» DIRECTIVE:
Rewrite the stretch of rows from the line containing "As a courtesy, could you identify the flag" through the line containing "[689,690,712,729]" as a numbered list, omitting blank lines.

» EXTRACTED DATA:
- - - - - - -
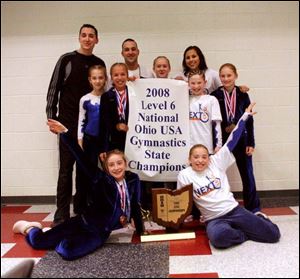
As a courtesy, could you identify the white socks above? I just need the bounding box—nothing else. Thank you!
[13,220,43,235]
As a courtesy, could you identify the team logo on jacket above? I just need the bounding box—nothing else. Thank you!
[190,104,209,123]
[194,174,221,199]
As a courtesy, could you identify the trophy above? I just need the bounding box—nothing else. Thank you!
[141,184,196,242]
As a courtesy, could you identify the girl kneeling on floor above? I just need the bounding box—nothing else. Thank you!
[13,119,144,260]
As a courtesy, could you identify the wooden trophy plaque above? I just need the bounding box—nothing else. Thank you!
[152,184,193,230]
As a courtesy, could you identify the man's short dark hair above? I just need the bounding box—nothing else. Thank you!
[79,23,98,38]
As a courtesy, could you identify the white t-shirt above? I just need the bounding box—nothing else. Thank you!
[189,95,222,154]
[175,69,222,94]
[128,66,154,78]
[77,93,101,139]
[177,145,238,221]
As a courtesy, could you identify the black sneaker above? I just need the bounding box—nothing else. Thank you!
[50,219,65,228]
[254,211,270,220]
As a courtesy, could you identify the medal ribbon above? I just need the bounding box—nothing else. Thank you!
[116,179,131,220]
[120,184,125,211]
[223,88,236,123]
[116,89,127,120]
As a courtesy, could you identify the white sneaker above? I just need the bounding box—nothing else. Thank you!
[13,220,43,235]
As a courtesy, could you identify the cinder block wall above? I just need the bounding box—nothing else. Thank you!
[1,1,299,196]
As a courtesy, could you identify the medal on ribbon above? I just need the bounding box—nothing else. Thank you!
[223,88,236,134]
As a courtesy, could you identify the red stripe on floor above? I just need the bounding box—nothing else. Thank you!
[169,228,211,256]
[168,273,219,278]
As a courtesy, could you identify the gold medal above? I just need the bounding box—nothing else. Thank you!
[225,123,235,134]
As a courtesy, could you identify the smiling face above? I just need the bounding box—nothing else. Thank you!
[79,27,98,54]
[189,145,210,172]
[219,64,238,92]
[121,40,140,65]
[153,57,171,78]
[184,49,200,71]
[110,63,128,91]
[89,68,106,93]
[189,74,206,96]
[105,153,127,182]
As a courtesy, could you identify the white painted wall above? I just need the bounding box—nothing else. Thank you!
[1,1,299,196]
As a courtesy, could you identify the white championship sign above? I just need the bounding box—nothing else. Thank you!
[125,78,190,182]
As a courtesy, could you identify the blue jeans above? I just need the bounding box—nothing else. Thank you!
[206,206,280,248]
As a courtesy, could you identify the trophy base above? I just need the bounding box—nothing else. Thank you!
[141,232,196,242]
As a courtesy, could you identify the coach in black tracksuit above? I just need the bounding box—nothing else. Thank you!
[46,24,105,226]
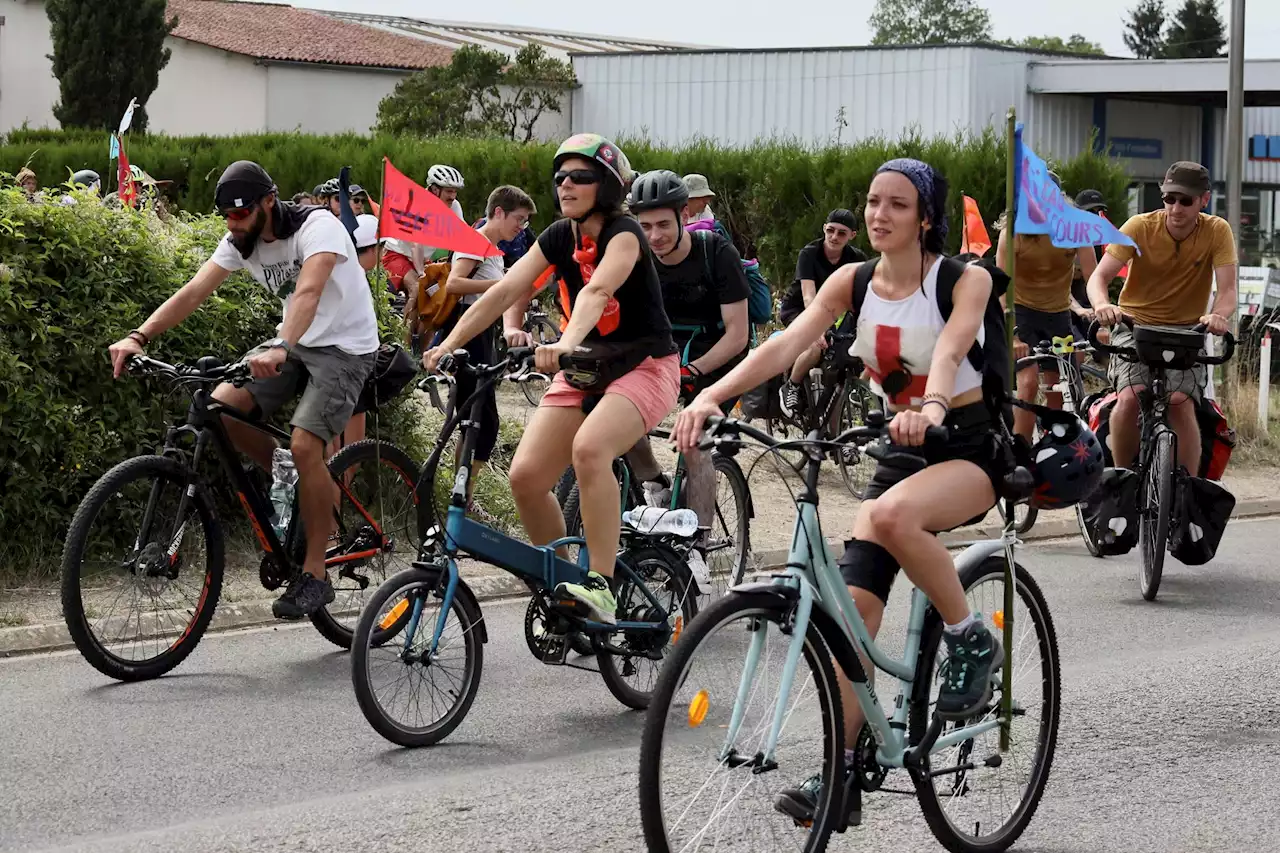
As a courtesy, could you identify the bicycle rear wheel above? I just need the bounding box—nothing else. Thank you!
[61,456,224,681]
[910,557,1062,853]
[640,593,845,853]
[1138,428,1178,601]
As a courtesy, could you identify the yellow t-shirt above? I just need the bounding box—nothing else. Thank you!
[1014,234,1078,314]
[1107,210,1238,325]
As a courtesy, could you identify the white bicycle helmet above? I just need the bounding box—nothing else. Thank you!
[426,164,463,190]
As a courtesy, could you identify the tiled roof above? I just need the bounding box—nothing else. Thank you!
[169,0,453,69]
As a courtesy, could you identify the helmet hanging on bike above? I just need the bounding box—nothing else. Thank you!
[1016,402,1105,510]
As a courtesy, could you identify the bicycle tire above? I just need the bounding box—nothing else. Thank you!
[591,546,698,711]
[639,592,845,853]
[61,456,225,681]
[351,569,484,747]
[1138,429,1178,601]
[303,439,422,649]
[910,556,1062,853]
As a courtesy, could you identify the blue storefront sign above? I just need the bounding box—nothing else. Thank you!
[1107,136,1165,160]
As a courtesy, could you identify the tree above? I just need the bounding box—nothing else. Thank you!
[45,0,178,133]
[869,0,992,45]
[1162,0,1226,59]
[1005,32,1106,56]
[1124,0,1165,59]
[374,44,577,142]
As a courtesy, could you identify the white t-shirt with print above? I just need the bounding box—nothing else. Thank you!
[387,199,466,264]
[212,213,378,355]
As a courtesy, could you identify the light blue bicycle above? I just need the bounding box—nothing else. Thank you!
[640,419,1061,853]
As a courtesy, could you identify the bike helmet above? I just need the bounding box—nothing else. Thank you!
[552,133,631,222]
[426,164,465,190]
[1020,403,1106,510]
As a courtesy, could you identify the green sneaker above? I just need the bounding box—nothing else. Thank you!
[556,571,618,625]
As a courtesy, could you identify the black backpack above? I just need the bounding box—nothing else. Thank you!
[852,257,1014,429]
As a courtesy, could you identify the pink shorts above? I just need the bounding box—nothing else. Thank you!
[541,355,680,432]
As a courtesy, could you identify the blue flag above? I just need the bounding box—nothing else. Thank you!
[1014,124,1142,254]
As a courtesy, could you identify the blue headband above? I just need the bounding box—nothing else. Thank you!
[876,158,948,241]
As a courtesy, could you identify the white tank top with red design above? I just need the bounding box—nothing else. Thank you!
[849,257,984,406]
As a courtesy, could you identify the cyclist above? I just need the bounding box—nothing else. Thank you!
[676,159,1004,820]
[996,194,1097,441]
[627,170,750,583]
[424,133,680,622]
[778,207,867,418]
[1089,161,1236,471]
[110,160,378,619]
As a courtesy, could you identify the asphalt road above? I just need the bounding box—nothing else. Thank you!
[0,519,1280,853]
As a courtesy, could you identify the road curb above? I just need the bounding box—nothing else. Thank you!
[0,498,1280,657]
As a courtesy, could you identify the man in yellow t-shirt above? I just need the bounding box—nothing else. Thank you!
[1088,161,1236,471]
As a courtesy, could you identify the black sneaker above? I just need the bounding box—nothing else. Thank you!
[937,621,1005,720]
[271,573,334,619]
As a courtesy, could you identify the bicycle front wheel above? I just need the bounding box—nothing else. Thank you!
[61,456,224,681]
[910,557,1062,853]
[640,593,845,853]
[1138,429,1178,601]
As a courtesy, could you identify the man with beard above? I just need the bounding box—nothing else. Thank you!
[110,160,378,619]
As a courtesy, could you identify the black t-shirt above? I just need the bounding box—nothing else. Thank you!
[538,216,676,359]
[780,237,867,314]
[658,231,751,364]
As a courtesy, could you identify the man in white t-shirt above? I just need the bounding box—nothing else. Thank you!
[383,164,466,345]
[110,160,378,619]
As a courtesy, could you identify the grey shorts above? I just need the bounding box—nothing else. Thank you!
[1107,323,1208,400]
[244,346,378,442]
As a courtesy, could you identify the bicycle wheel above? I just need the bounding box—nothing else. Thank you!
[1138,429,1178,601]
[351,569,484,747]
[311,439,422,648]
[910,557,1062,853]
[591,546,698,711]
[640,592,845,853]
[61,456,224,681]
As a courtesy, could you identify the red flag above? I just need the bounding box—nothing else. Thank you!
[378,158,502,257]
[960,196,991,257]
[116,138,138,207]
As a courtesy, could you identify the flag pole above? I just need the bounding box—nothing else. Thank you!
[1000,106,1018,752]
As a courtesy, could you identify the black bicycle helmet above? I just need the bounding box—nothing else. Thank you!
[1019,403,1106,510]
[627,169,689,214]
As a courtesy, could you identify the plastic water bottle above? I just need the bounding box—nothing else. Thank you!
[270,447,298,539]
[622,506,698,537]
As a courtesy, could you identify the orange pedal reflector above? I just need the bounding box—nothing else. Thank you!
[378,598,408,631]
[689,690,712,729]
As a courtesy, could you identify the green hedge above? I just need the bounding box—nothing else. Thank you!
[0,131,1129,288]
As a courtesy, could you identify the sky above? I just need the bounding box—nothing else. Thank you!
[287,0,1280,59]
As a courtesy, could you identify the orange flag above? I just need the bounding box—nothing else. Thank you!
[378,158,502,257]
[960,196,991,257]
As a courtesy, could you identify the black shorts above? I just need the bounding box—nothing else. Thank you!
[1014,305,1074,347]
[838,402,1005,601]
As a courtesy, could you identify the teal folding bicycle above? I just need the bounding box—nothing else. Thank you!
[640,418,1061,853]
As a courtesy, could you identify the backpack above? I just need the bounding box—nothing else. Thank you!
[852,257,1014,429]
[691,229,773,324]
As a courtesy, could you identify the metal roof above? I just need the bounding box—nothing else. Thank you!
[316,9,704,59]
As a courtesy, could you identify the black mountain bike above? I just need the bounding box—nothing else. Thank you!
[1089,318,1235,601]
[61,356,419,681]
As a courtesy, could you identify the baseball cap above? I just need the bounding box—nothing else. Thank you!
[1160,160,1208,199]
[351,214,384,251]
[685,174,716,199]
[1075,190,1107,210]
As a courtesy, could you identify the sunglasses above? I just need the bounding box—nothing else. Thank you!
[553,169,600,187]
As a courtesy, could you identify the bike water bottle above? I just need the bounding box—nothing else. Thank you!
[271,447,298,542]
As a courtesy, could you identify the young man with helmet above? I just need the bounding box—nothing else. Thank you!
[110,160,378,619]
[627,169,750,585]
[422,133,680,622]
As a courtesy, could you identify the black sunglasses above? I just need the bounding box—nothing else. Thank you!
[553,169,600,187]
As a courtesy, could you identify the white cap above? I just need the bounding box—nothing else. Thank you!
[352,214,385,250]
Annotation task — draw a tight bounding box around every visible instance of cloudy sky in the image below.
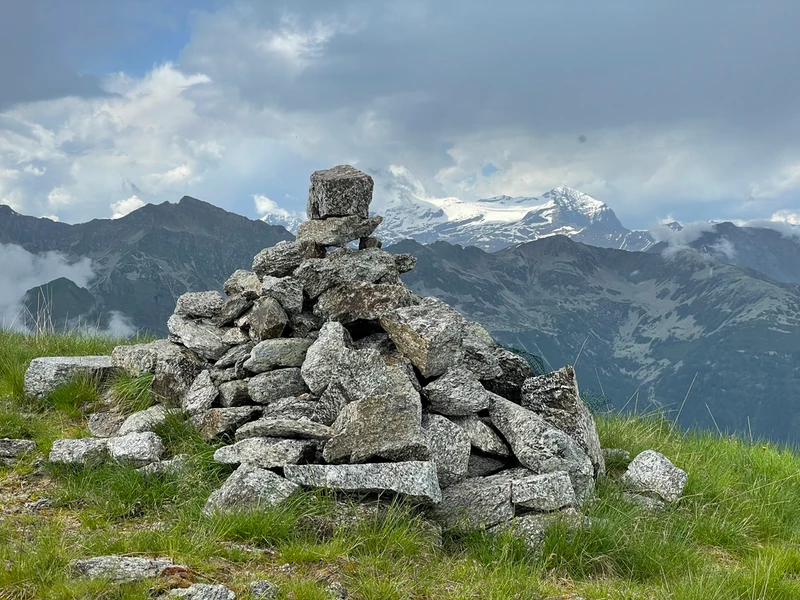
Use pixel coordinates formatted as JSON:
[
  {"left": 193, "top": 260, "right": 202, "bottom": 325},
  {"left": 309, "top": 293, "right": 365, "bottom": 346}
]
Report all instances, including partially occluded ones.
[{"left": 0, "top": 0, "right": 800, "bottom": 227}]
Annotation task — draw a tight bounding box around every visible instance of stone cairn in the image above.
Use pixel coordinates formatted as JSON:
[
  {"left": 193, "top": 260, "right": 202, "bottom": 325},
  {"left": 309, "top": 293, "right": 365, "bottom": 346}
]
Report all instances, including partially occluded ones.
[{"left": 26, "top": 166, "right": 685, "bottom": 543}]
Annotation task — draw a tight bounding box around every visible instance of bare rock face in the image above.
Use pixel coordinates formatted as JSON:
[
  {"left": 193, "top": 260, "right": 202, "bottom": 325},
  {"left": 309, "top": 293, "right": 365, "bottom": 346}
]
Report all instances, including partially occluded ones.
[
  {"left": 380, "top": 298, "right": 465, "bottom": 377},
  {"left": 306, "top": 165, "right": 375, "bottom": 219},
  {"left": 522, "top": 365, "right": 606, "bottom": 475},
  {"left": 284, "top": 461, "right": 442, "bottom": 504},
  {"left": 620, "top": 450, "right": 689, "bottom": 502}
]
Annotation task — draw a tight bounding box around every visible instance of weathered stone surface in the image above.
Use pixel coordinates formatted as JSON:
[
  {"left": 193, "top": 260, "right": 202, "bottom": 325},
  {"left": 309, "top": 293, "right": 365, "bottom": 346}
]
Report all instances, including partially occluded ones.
[
  {"left": 247, "top": 296, "right": 289, "bottom": 340},
  {"left": 192, "top": 406, "right": 261, "bottom": 440},
  {"left": 219, "top": 379, "right": 252, "bottom": 408},
  {"left": 23, "top": 356, "right": 116, "bottom": 398},
  {"left": 450, "top": 415, "right": 511, "bottom": 457},
  {"left": 236, "top": 417, "right": 334, "bottom": 440},
  {"left": 247, "top": 368, "right": 308, "bottom": 404},
  {"left": 204, "top": 464, "right": 299, "bottom": 514},
  {"left": 380, "top": 298, "right": 465, "bottom": 377},
  {"left": 297, "top": 215, "right": 383, "bottom": 246},
  {"left": 489, "top": 396, "right": 594, "bottom": 502},
  {"left": 89, "top": 410, "right": 125, "bottom": 437},
  {"left": 244, "top": 338, "right": 312, "bottom": 373},
  {"left": 69, "top": 555, "right": 177, "bottom": 582},
  {"left": 284, "top": 462, "right": 442, "bottom": 504},
  {"left": 620, "top": 450, "right": 689, "bottom": 502},
  {"left": 422, "top": 367, "right": 491, "bottom": 416},
  {"left": 175, "top": 292, "right": 225, "bottom": 319},
  {"left": 294, "top": 248, "right": 400, "bottom": 298},
  {"left": 181, "top": 370, "right": 219, "bottom": 416},
  {"left": 117, "top": 404, "right": 167, "bottom": 435},
  {"left": 106, "top": 431, "right": 164, "bottom": 466},
  {"left": 522, "top": 365, "right": 606, "bottom": 475},
  {"left": 253, "top": 241, "right": 325, "bottom": 278},
  {"left": 167, "top": 315, "right": 229, "bottom": 361},
  {"left": 422, "top": 415, "right": 470, "bottom": 489},
  {"left": 431, "top": 478, "right": 514, "bottom": 530},
  {"left": 261, "top": 276, "right": 303, "bottom": 314},
  {"left": 314, "top": 281, "right": 418, "bottom": 323},
  {"left": 214, "top": 437, "right": 317, "bottom": 469},
  {"left": 49, "top": 438, "right": 108, "bottom": 465},
  {"left": 306, "top": 165, "right": 375, "bottom": 219},
  {"left": 300, "top": 322, "right": 352, "bottom": 395}
]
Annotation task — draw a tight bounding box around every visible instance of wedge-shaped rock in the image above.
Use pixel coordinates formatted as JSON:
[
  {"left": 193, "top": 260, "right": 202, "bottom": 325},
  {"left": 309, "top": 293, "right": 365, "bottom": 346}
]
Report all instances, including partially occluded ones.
[
  {"left": 431, "top": 478, "right": 514, "bottom": 530},
  {"left": 620, "top": 450, "right": 689, "bottom": 502},
  {"left": 236, "top": 417, "right": 334, "bottom": 440},
  {"left": 422, "top": 367, "right": 492, "bottom": 416},
  {"left": 204, "top": 464, "right": 300, "bottom": 514},
  {"left": 450, "top": 415, "right": 511, "bottom": 457},
  {"left": 283, "top": 461, "right": 442, "bottom": 504},
  {"left": 294, "top": 249, "right": 400, "bottom": 299},
  {"left": 247, "top": 368, "right": 308, "bottom": 404},
  {"left": 522, "top": 365, "right": 606, "bottom": 475},
  {"left": 489, "top": 396, "right": 594, "bottom": 502},
  {"left": 69, "top": 555, "right": 177, "bottom": 582},
  {"left": 175, "top": 292, "right": 225, "bottom": 319},
  {"left": 314, "top": 281, "right": 418, "bottom": 323},
  {"left": 297, "top": 215, "right": 383, "bottom": 246},
  {"left": 300, "top": 322, "right": 353, "bottom": 395},
  {"left": 422, "top": 415, "right": 470, "bottom": 488},
  {"left": 23, "top": 356, "right": 118, "bottom": 398},
  {"left": 306, "top": 165, "right": 375, "bottom": 219},
  {"left": 49, "top": 438, "right": 108, "bottom": 465},
  {"left": 244, "top": 338, "right": 312, "bottom": 373},
  {"left": 107, "top": 431, "right": 164, "bottom": 466},
  {"left": 192, "top": 406, "right": 261, "bottom": 441},
  {"left": 214, "top": 437, "right": 317, "bottom": 469},
  {"left": 253, "top": 241, "right": 325, "bottom": 278},
  {"left": 380, "top": 298, "right": 465, "bottom": 377}
]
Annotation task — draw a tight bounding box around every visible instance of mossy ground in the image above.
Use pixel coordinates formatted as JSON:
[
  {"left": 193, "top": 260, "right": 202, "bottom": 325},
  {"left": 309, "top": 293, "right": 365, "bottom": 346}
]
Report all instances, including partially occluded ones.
[{"left": 0, "top": 333, "right": 800, "bottom": 600}]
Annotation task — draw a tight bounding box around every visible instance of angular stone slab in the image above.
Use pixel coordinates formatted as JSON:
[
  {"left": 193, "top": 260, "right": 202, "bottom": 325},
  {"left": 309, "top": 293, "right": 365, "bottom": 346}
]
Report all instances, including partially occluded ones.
[
  {"left": 306, "top": 165, "right": 375, "bottom": 219},
  {"left": 214, "top": 437, "right": 317, "bottom": 469},
  {"left": 380, "top": 298, "right": 466, "bottom": 377},
  {"left": 620, "top": 450, "right": 689, "bottom": 502},
  {"left": 284, "top": 461, "right": 442, "bottom": 504},
  {"left": 203, "top": 464, "right": 300, "bottom": 514},
  {"left": 22, "top": 356, "right": 118, "bottom": 398}
]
- - - - - - -
» ANSWER FOR THE TASK:
1. As a courtesy, could you identify the flag pole above? I just need the bounding box—nothing else. Thank you!
2. [1000,106,1018,752]
3. As a courtesy, could you identify the black bicycle helmet above? I just need the bounding box—nothing else. Thank you!
4. [1019,403,1106,510]
5. [627,169,689,214]
6. As a courtesy, could you identify the plastic water bottle above? I just need the bounding box—nothing else. Thank you!
7. [270,447,298,539]
8. [622,506,698,537]
9. As a courtesy, could you identify the orange pedal reflector above? I just need the bounding box—nothing else. Thank you!
10. [378,598,408,631]
11. [689,690,712,729]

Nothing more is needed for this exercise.